◆ **What the exercise asks**: Set out every row below as a numbered list, skipping blank lines and leaving the pictures out.

#####

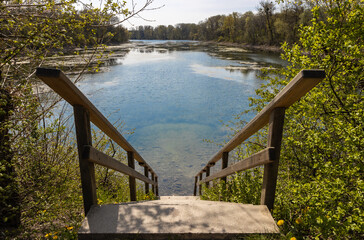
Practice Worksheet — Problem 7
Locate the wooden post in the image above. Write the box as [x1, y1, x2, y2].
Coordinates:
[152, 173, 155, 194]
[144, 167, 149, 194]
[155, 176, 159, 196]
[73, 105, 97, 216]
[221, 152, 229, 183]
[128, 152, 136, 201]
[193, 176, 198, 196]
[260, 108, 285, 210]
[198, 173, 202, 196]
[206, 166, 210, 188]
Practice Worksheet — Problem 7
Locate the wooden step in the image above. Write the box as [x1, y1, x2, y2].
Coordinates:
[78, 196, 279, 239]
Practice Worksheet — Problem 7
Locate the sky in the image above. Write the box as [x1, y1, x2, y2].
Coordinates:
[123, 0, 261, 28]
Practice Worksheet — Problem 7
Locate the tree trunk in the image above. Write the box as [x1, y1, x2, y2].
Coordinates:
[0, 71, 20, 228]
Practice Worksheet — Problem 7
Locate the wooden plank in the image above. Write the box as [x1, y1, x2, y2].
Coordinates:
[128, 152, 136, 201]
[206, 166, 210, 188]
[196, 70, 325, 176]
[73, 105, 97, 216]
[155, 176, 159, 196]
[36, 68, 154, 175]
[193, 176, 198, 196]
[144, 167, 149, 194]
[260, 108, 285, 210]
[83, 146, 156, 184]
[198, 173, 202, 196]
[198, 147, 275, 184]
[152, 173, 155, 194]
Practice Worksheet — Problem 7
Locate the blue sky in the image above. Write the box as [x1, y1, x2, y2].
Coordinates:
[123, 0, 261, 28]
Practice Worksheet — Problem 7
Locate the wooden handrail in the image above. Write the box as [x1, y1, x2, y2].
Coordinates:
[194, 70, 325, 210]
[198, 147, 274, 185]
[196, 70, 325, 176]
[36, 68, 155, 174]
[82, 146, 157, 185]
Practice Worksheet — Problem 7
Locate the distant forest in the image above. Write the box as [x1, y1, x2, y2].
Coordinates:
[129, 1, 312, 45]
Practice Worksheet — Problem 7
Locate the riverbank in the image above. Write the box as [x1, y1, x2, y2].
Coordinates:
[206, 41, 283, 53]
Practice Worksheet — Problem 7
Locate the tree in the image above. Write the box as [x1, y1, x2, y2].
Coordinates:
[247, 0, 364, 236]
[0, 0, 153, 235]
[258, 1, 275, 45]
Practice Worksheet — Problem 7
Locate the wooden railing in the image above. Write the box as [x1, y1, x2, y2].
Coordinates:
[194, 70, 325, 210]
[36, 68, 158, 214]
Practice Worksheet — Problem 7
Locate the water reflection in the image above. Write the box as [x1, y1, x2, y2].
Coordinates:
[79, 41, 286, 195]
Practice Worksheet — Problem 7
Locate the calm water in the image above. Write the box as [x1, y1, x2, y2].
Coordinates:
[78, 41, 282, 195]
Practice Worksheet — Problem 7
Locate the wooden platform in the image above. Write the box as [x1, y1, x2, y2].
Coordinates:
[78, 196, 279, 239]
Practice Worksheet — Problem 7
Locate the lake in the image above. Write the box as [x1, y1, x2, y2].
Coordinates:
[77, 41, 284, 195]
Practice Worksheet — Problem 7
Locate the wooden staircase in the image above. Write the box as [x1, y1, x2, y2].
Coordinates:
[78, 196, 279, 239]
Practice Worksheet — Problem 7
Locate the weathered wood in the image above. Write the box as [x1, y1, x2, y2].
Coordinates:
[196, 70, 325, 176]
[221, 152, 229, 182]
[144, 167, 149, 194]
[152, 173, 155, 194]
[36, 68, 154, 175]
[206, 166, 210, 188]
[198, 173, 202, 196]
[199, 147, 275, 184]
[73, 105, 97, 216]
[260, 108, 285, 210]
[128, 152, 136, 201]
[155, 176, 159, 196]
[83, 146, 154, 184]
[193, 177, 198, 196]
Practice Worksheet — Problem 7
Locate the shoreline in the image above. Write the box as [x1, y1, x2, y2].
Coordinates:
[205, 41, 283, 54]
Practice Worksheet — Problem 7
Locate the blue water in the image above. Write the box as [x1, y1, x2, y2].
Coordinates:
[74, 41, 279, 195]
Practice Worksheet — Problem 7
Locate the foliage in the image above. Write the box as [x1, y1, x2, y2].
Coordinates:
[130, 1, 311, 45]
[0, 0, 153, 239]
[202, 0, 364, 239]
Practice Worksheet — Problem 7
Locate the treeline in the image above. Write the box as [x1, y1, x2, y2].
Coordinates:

#####

◆ **Exercise result**:
1. Practice Worksheet — Problem 7
2. Locate the wooden post in the image above. Write the box as [x1, y1, x2, y2].
3. Coordinates:
4. [152, 173, 155, 194]
5. [144, 167, 149, 194]
6. [155, 176, 159, 196]
7. [73, 105, 97, 216]
8. [221, 152, 229, 183]
9. [128, 152, 136, 201]
10. [193, 176, 198, 196]
11. [260, 108, 285, 210]
12. [198, 173, 202, 196]
13. [206, 166, 210, 188]
14. Practice Worksheet — Problem 7
15. Locate the wooden step in the image above. Write the box as [x1, y1, x2, y2].
16. Coordinates:
17. [78, 196, 279, 239]
18. Practice Worksheet — Problem 7
19. Locate the sky in the image above. Write the box as [x1, y1, x2, y2].
20. Coordinates:
21. [123, 0, 261, 28]
22. Practice Worksheet — Problem 7
23. Locate the tree trunk in the image above. Write the box as [x1, y1, x2, y2].
24. Coordinates:
25. [0, 71, 20, 228]
26. Practice Worksheet — Problem 7
27. Locate the wooden plank in the image above. Write the box as [x1, y1, x2, y2].
28. Coordinates:
29. [128, 152, 136, 201]
30. [206, 166, 210, 188]
31. [196, 70, 325, 176]
32. [73, 105, 97, 216]
33. [155, 176, 159, 196]
34. [36, 68, 154, 175]
35. [193, 176, 198, 196]
36. [144, 167, 149, 194]
37. [260, 108, 285, 210]
38. [83, 146, 156, 184]
39. [198, 173, 202, 196]
40. [198, 147, 275, 184]
41. [152, 173, 155, 194]
42. Practice Worksheet — Problem 7
43. Locate the blue sky in the image above. Write the box as [x1, y1, x2, y2].
44. Coordinates:
45. [123, 0, 261, 28]
46. Practice Worksheet — Problem 7
47. Locate the wooden handrail in the image above. Write the box as [x1, y1, x2, y2].
48. Coordinates:
49. [194, 70, 325, 210]
50. [198, 147, 274, 185]
51. [196, 70, 325, 176]
52. [36, 68, 155, 174]
53. [82, 146, 157, 185]
54. Practice Worksheet — Problem 7
55. Locate the distant forest in the image above. Write the box as [x1, y1, x2, y2].
56. Coordinates:
57. [129, 1, 312, 45]
58. Practice Worksheet — Problem 7
59. Locate the riverbank in the image above. Write the box as [x1, y1, x2, y2].
60. Coordinates:
61. [206, 41, 283, 53]
62. Practice Worksheet — Problem 7
63. Locate the tree in the image above. Write the box as [x1, y1, x2, y2].
64. Coordinates:
65. [247, 0, 364, 236]
66. [0, 0, 153, 235]
67. [258, 1, 275, 45]
68. Practice Worksheet — Problem 7
69. Locate the wooden railing in the image above. Write the box as [x1, y1, x2, y2].
70. Coordinates:
71. [194, 70, 325, 210]
72. [36, 68, 158, 214]
73. Practice Worksheet — Problem 7
74. Locate the water reflection in the image above. Write the box as [x1, y1, x2, y2].
75. Coordinates:
76. [79, 41, 286, 195]
77. Practice Worksheet — Problem 7
78. Locate the calm water in the image above. Write the box as [x1, y1, x2, y2].
79. Coordinates:
80. [78, 41, 282, 195]
81. Practice Worksheet — Problem 7
82. Locate the wooden platform in the image above. Write the box as [x1, y1, x2, y2].
83. Coordinates:
84. [78, 196, 279, 239]
85. Practice Worksheet — Problem 7
86. Locate the lake in the image above. Write the box as [x1, y1, x2, y2].
87. Coordinates:
88. [77, 41, 284, 195]
89. Practice Worksheet — Problem 7
90. Locate the wooden staircase in the image above. Write the box as [x1, y1, x2, y2].
91. Coordinates:
92. [78, 196, 279, 239]
93. Practice Worksheet — Problem 7
94. Locate the weathered wood in the image above. Write the box as [x1, y1, x2, y2].
95. Coordinates:
96. [196, 70, 325, 176]
97. [221, 152, 229, 182]
98. [144, 167, 149, 194]
99. [152, 173, 155, 194]
100. [36, 68, 154, 175]
101. [206, 166, 210, 188]
102. [198, 173, 202, 196]
103. [199, 147, 275, 184]
104. [73, 105, 97, 216]
105. [260, 108, 285, 210]
106. [128, 152, 136, 201]
107. [155, 176, 159, 196]
108. [83, 146, 154, 184]
109. [193, 177, 198, 196]
110. Practice Worksheet — Problem 7
111. Locate the shoreline in the image above. Write the box as [x1, y1, x2, y2].
112. Coordinates:
113. [205, 41, 283, 54]
114. Practice Worksheet — Problem 7
115. Locate the blue water in the image above. Write the box as [x1, y1, x2, y2].
116. Coordinates:
117. [74, 41, 279, 195]
118. Practice Worksheet — Problem 7
119. Locate the foliage in the image above. Write the box as [x1, y1, x2, y2].
120. Coordinates:
121. [130, 1, 311, 45]
122. [0, 0, 153, 239]
123. [202, 0, 364, 239]
124. Practice Worksheet — Problem 7
125. Locate the treeline in the image above. Write the box as [x1, y1, x2, y2].
126. Coordinates:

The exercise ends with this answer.